:: Source

But we’re certainly interested in sort of putting our animals in a global picture, you know, like looking at comparative animals from elsewhere and saying, “Well is it the same thing that occurs from off Hawaii or off the Indian Ocean or off the Atlantic Ocean?” A lot of deep-sea scientists are in constant contact with each other, and I know where other people have been looking and so I’ll probably visit those laboratories and get some tissues from them and build up a big global picture of where some of these animals [are], how they differ around the planet.

Oceans Deeply: What else do you hope comes out of this expedition?

O’Hara: Well, as I said, it’s a voyage of discovery. We’ve produced a lot of material that we sifted from the mud, and that is going to be put in museums, so there will be a depository of specimens that can be used for scientific description and study. It’s really important to communicate to the public and say, well you’ve got these marine reserves, you’ve got this environment, we’ve really gotta look after it, because there’s actually a fair bit of rubbish down there, as well, and that was kind of disappointing. So, we’ve got to improve our act in terms of preventing some of this rubbish from hitting the deep sea, and generally understand the ecosystem better.

Oceans Deeply : Can you describe just how much trash you found down there, and what exactly it was that you found?

::::

Tasks to carry out:
1. Quote the deep-sea expedition interview from "Oceans Deeply: What" to "was that you found?".
2. According to the deep-sea expedition interview, what is going to happen to the material sifted from the mud?
3. Proceed with the deep-sea expedition interview from the point where it stops.

:: Data shown

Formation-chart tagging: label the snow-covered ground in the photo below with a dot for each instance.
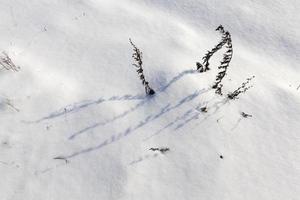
(77, 98)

::::

Answer list:
1.
Oceans Deeply: What else do you hope comes out of this expedition?

O’Hara: Well, as I said, it’s a voyage of discovery. We’ve produced a lot of material that we sifted from the mud, and that is going to be put in museums, so there will be a depository of specimens that can be used for scientific description and study. It’s really important to communicate to the public and say, well you’ve got these marine reserves, you’ve got this environment, we’ve really gotta look after it, because there’s actually a fair bit of rubbish down there, as well, and that was kind of disappointing. So, we’ve got to improve our act in terms of preventing some of this rubbish from hitting the deep sea, and generally understand the ecosystem better.

Oceans Deeply : Can you describe just how much trash you found down there, and what exactly it was that you found?

2. It is going to be put in museums.

3.
O’Hara: So we have a small net, it’s about 4m across, that we would drag for several hundred meters along the seafloor. Every time we did that we would bring up at least one piece of rubbish. So, a bottle or a can, or an old tin of paint, or something that was obviously been there for quite some time. Bits of machinery, bits of PVC pipes, fishing line, rope. You name it, we found it. Including all this stuff from the 19th century from steam ships. So there’s unburnt coal, there was stuff called clinker, which is formed from impurities in the steam tanks, in the old steam boilers, and we found that. It was quite dense on the seafloor. We did a box core, which brings back a small piece of the seafloor intact, and there all over it was this clinker stuff. It’s quite amazing, really.

Some of it is probably not doing the animals any harm, but other stuff – paint is obviously going to be a bit of a pollutant.

Oceans Deeply: How does this expedition compare to past expeditions that you’ve been on?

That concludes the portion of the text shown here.